# Exercise instructions
Please copy the entries below, swapping "instance" for "occurrence" with nothing else changed, and leave the pictures out of your copy.

# Source material
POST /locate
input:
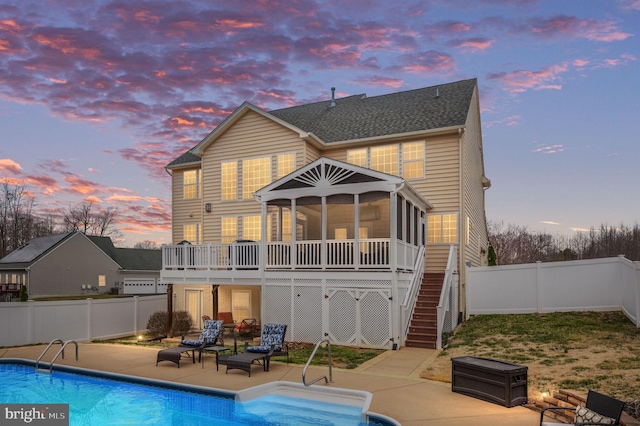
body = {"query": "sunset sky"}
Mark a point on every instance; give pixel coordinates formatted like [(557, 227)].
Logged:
[(96, 97)]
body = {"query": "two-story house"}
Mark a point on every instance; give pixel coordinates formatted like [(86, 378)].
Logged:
[(329, 216)]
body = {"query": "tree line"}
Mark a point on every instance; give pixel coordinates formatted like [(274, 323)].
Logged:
[(514, 244), (19, 221)]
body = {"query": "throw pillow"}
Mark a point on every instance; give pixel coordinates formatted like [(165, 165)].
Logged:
[(583, 414)]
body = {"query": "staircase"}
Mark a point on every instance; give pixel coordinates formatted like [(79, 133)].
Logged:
[(423, 329)]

# Final answer
POST /locate
input:
body = {"query": "sunset sky"}
Mark a point on every occurrence; give pixel coordinates formatted like [(557, 227)].
Logged:
[(96, 97)]
body = {"query": "two-story house"}
Mark a point on every occurrence; give pixel coordinates formatted like [(86, 378)].
Logged:
[(329, 216)]
body = {"query": "tree line"}
Mark a point on every occurrence; give pixel coordinates formatted like [(274, 323)].
Logged:
[(514, 244), (19, 221)]
body = {"query": "throw pillow"}
Mark a point on every occurrence; give pixel coordinates formatted like [(165, 165)].
Logged:
[(583, 414)]
body = {"query": "staircase"}
Mark a point on every occurrence; give pixel coordinates formatted like [(79, 133)].
Logged:
[(423, 329)]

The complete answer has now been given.